• _TO-DO LIST_:
1 > Reproduce the part of the forum thread about the poem "Taste" between "I really like" and "page?! perfect too!", inclusive.
2 > Carry on the forum thread about the poem "Taste" from the point at which it ends.

• _TEXT EXCERPT_:
- - -

# Taste



## sore (May 8, 2013)

Do not fall in love with people like me.
We will take you to
museums and parks,
and monuments,
and kiss you in every beautiful
place so that you can
never go back to them
without tasting us
like blood in your mouth.


----------



## ahmuseme (May 8, 2013)

I really like this! short and perfect too! I will say however I really miss the period at the very end of the whole poem.  I also like the quote at the bottom of your page?! perfect too!


----------



## sore (May 9, 2013)

thank you! yes, I forgot to edit my grammar ahah.


----------



## Gumby (May 10, 2013)

Nice little piece, sore.  Says a lot.


----------



## sore (May 10, 2013)

thank you!c:


----------



## TBK (May 11, 2013)

sore said:


> Do not fall in love with people like me.
> We will take you to
> museums and parks,
> and monuments,
> ...



Do not fall in love with people like me.
We will take you to
museums, [strike]and[/strike] parks,
[strike]and[/strike]monuments,
[strike]and[/strike] kiss you in every beautiful
place so [strike]that[/strike] you can
never go back [strike]to them[/strike]
without tasting us
like blood in your mouth.

I like the concept of this poem. I like the last line, especially, because it shows how acts of affection in public are often actually passive-aggressive attempts at controlling your partner.

I do have a problem with all the extra words. If you like them, I suggest you keep them.

I just think concision and preciseness could do wonders for this poem, because to do this to a person is a very precise, plotted thing, whether the perpetrator knows it, or not.

I absolutely love the first line. I wouldn't change it for the world. It's got a great, great rhythm. I instantly fell in love with it.

I do think that 'we' is making too large a group of people, as is 'us'. I might, if this were my poem, change it to, 'who will,' and add another, 'who will,' because slight repetition is like a hammer pounding against the head of a nail, driving into a piece of wood you're trying to hold against another piece of wood.

You could also, if you wanted, apply some rhythm to your freeform

Now, you can make it more concise. Instead of using a simile, try a metaphor. This way, the kiss is not like a punch, but it _is_ a punch.

This leaves us with...

"Do not fall in love 
with people like me,
who will take you to 
museums, parks, monuments, 
who will kiss you in 
every beautiful place, so you 
can't go back without tasting
blood in your mouth."

- - -

• _MATERIAL_:
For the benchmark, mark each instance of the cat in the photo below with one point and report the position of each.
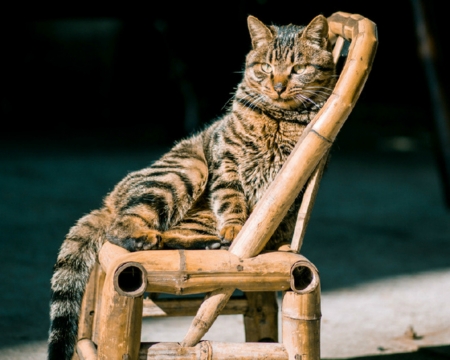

- - -

• _ANSWERS PER TASK_:
1 >
I really like this! short and perfect too! I will say however I really miss the period at the very end of the whole poem.  I also like the quote at the bottom of your page?! perfect too!

2 >
----------



## Squalid Glass (May 12, 2013)

TBK is spot on. The poem needs more precision. Once that is accomplished, this will be very strong.


----------



## Blade (May 14, 2013)

I would go with the TBK revision as well, it is precise and compact and carries the point exactly.

I quite like the theme, there really are places and objects which become imprinted by your own personal experiences and memories. I find that smells are like that as well, certain aromas take me back automatically to some earlier time and place.

Good work.


----------



## sore (May 14, 2013)

thank you everyone! I will do the revision as soon as I have time!


----------



## vintagevampiregeek (May 15, 2013)

Beautiful little piece  The first and last lines are amazing!


----------



## allhailchief (May 15, 2013)

This is great! Reminds me of this sushi restaurant I never go to because it was the favorite restaurant of my ex-lover and me.


----------



## Zac Brown (May 16, 2013)

Short, sweet, and staggering.


----------



## calebmacias (May 16, 2013)

Purdy good.


----------



## TBK (Jul 21, 2016)

oh, jesus.

i'm reading this, again, and now it'll be stuck in my head for days, like sylvia plath's mad girl's love song.


----------



## kaminoshiyo (Jul 22, 2016)

sore said:


> Do not fall in love with people like me.



More prose than poetry, but the thought was pretty nice. 

Good title too.


----------



## Scizologic (Jul 22, 2016)

There is a problem with "them".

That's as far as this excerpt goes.